■ **DO THIS**
Turn the whole listing below into a JSON list of strings, one string per line, with blank lines skipped. Leave the pictures out.

■ **MATERIAL FOR THIS EXERCISE**
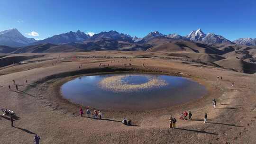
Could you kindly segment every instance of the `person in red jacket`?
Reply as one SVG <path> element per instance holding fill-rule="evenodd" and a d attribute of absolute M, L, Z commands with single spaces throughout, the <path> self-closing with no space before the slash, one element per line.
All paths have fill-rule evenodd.
<path fill-rule="evenodd" d="M 82 117 L 82 114 L 83 114 L 82 109 L 82 108 L 80 108 L 80 115 L 81 115 L 81 117 Z"/>
<path fill-rule="evenodd" d="M 184 115 L 184 119 L 185 120 L 187 120 L 187 116 L 188 116 L 188 112 L 187 111 L 185 111 L 185 112 L 183 113 L 183 115 Z"/>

■ **EXERCISE SOLUTION**
[
  "Could you kindly segment every instance of the `person in red jacket`?",
  "Reply as one SVG <path> element per instance holding fill-rule=\"evenodd\" and a d attribute of absolute M, L, Z commands with single spaces throughout, the <path> self-closing with no space before the slash, one element per line.",
  "All paths have fill-rule evenodd.",
  "<path fill-rule=\"evenodd\" d=\"M 82 117 L 82 114 L 83 114 L 82 109 L 82 108 L 80 108 L 80 115 L 81 115 L 81 117 Z\"/>",
  "<path fill-rule=\"evenodd\" d=\"M 184 115 L 184 119 L 185 120 L 187 120 L 187 116 L 188 116 L 188 112 L 187 111 L 185 111 L 185 112 L 183 113 L 183 115 Z\"/>"
]